* AIM OF THE EXERCISE:
Here is a listing. Set it down again exactly.

* EXCERPTED DATA:

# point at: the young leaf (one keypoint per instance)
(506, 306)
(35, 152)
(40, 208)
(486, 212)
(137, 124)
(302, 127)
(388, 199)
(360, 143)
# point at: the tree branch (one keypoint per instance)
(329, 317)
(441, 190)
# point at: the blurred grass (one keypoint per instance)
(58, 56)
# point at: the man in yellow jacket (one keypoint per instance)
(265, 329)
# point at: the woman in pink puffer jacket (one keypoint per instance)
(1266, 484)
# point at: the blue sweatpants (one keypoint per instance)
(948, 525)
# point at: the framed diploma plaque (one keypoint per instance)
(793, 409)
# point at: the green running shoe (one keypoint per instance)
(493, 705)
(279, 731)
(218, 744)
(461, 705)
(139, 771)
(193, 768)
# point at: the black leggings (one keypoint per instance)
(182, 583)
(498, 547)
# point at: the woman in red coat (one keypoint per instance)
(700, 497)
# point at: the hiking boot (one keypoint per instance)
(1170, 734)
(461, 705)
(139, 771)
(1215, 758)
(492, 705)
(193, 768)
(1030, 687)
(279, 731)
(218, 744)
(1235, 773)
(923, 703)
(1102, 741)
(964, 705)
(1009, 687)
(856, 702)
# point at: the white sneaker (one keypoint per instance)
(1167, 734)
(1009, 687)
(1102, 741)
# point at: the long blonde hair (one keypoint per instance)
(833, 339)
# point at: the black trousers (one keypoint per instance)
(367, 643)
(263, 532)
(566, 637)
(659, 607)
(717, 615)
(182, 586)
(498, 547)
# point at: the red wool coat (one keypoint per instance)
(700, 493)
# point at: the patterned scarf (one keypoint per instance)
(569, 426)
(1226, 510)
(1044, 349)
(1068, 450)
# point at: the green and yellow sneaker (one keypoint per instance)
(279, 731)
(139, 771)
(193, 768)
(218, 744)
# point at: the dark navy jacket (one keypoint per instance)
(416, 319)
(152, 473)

* COMPLETED TASK:
# point at: the young leaf (one keypoint per instance)
(506, 306)
(35, 152)
(40, 208)
(486, 212)
(137, 124)
(302, 127)
(388, 199)
(360, 143)
# point at: the tree branch (one keypoint per instance)
(329, 317)
(441, 190)
# point at: the blurred grass (one keypoint per instance)
(58, 56)
# point at: the man in yellow jacket (one keypoint per instance)
(265, 329)
# point at: the woman in pink puffer jacket (one keypoint per instance)
(1266, 484)
# point at: the blue sweatpants (one keypoint per instance)
(948, 525)
# point at: the framed diploma plaque (one keypoint per instance)
(793, 409)
# point at: the green running shoe (one keypoint per instance)
(493, 705)
(279, 731)
(218, 744)
(461, 705)
(139, 771)
(193, 768)
# point at: the black leggings (one keypoint per instance)
(182, 583)
(498, 547)
# point at: the woman in red coat (one keypoint per instance)
(700, 497)
# point at: the hiking boot (one keypoint per instance)
(1170, 734)
(461, 705)
(139, 771)
(1215, 758)
(492, 705)
(193, 768)
(1030, 687)
(279, 731)
(218, 744)
(1235, 773)
(923, 703)
(1102, 741)
(964, 705)
(1009, 687)
(856, 702)
# point at: the white sneaker (one keypoint per instance)
(1167, 734)
(1009, 687)
(1102, 741)
# point at: the long blonde hair (one keypoint per instance)
(833, 339)
# point at: the black trousers (one keypoint per instance)
(367, 643)
(263, 532)
(566, 637)
(659, 607)
(717, 615)
(182, 586)
(498, 547)
# point at: the red wool coat (one keypoint per instance)
(700, 493)
# point at: the patterned scarf (one keypoint per instance)
(569, 426)
(1226, 510)
(1044, 349)
(1068, 450)
# point at: the green and yellow sneaker (one keypoint per instance)
(279, 731)
(139, 771)
(193, 768)
(218, 744)
# point at: the dark navy jacket (one keypoint per instance)
(416, 319)
(152, 473)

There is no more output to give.